Material for this task »
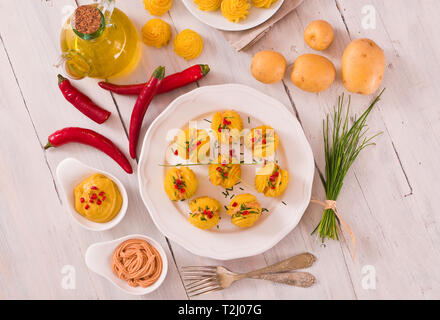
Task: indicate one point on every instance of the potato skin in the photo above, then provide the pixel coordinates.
(268, 66)
(363, 65)
(313, 73)
(319, 35)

Aim of the task » Copy every line of the listing above word for word, and leave the pictures out.

Result of the exercise »
Task: indicate one point on every instance of the potato skin in the photo above, then provide the pixel coordinates.
(268, 66)
(363, 65)
(313, 73)
(319, 35)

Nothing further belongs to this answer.